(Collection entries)
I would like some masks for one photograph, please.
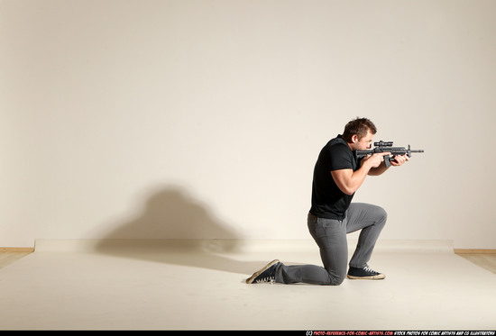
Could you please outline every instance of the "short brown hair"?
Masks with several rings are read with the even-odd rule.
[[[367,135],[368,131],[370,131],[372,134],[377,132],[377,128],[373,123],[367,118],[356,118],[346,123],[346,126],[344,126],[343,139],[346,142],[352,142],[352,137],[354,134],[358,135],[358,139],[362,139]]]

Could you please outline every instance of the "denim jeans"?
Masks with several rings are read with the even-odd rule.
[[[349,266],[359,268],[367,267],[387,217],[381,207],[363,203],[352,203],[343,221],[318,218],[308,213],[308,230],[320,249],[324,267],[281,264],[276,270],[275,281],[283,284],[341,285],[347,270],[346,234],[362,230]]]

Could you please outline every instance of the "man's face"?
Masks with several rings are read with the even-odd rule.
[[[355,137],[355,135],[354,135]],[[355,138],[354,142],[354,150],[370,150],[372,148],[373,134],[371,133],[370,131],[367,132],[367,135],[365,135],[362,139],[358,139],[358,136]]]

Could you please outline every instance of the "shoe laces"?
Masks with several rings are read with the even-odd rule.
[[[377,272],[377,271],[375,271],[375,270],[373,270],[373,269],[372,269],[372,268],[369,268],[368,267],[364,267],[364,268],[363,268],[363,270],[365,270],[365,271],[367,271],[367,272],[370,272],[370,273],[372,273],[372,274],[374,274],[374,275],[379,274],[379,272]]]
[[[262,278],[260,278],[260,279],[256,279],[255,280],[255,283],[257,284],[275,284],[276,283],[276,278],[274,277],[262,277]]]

■ Your goal:
Give back every line of the listing above word for word, leaving out the pictures.

■ Problem solution:
I would like some masks for one photograph, please.
Could you please outline every instance of the "short brown hair"?
Masks with several rings are read with the even-odd rule.
[[[367,135],[368,131],[370,131],[372,134],[377,132],[377,128],[373,123],[367,118],[356,118],[346,123],[346,126],[344,126],[343,139],[346,142],[352,142],[352,137],[354,134],[358,135],[358,139],[362,139]]]

Could you please outline every instance of the "denim jeans"?
Masks with several rings are read with the even-odd rule.
[[[349,266],[359,268],[367,267],[387,217],[381,207],[363,203],[352,203],[343,221],[318,218],[308,213],[308,230],[320,249],[324,267],[281,264],[276,270],[275,281],[283,284],[341,285],[347,270],[346,234],[362,230]]]

Could you please outline every instance of the "man's face"?
Masks with several rings are read with the even-odd rule.
[[[355,137],[355,135],[354,135]],[[355,138],[354,142],[354,150],[370,150],[372,148],[373,134],[371,133],[370,131],[367,132],[367,135],[365,135],[362,139],[358,139],[358,136]]]

Could you please outline every instance of the "shoe laces"?
Masks with several rings are read with the even-odd rule.
[[[377,272],[377,271],[375,271],[375,270],[373,270],[373,269],[372,269],[372,268],[369,268],[368,267],[364,267],[364,268],[363,268],[363,270],[365,270],[365,271],[367,271],[367,272],[370,272],[370,273],[372,273],[372,274],[374,274],[374,275],[379,274],[379,272]]]
[[[262,278],[260,278],[260,279],[256,279],[255,280],[255,283],[257,284],[275,284],[276,283],[276,278],[274,277],[262,277]]]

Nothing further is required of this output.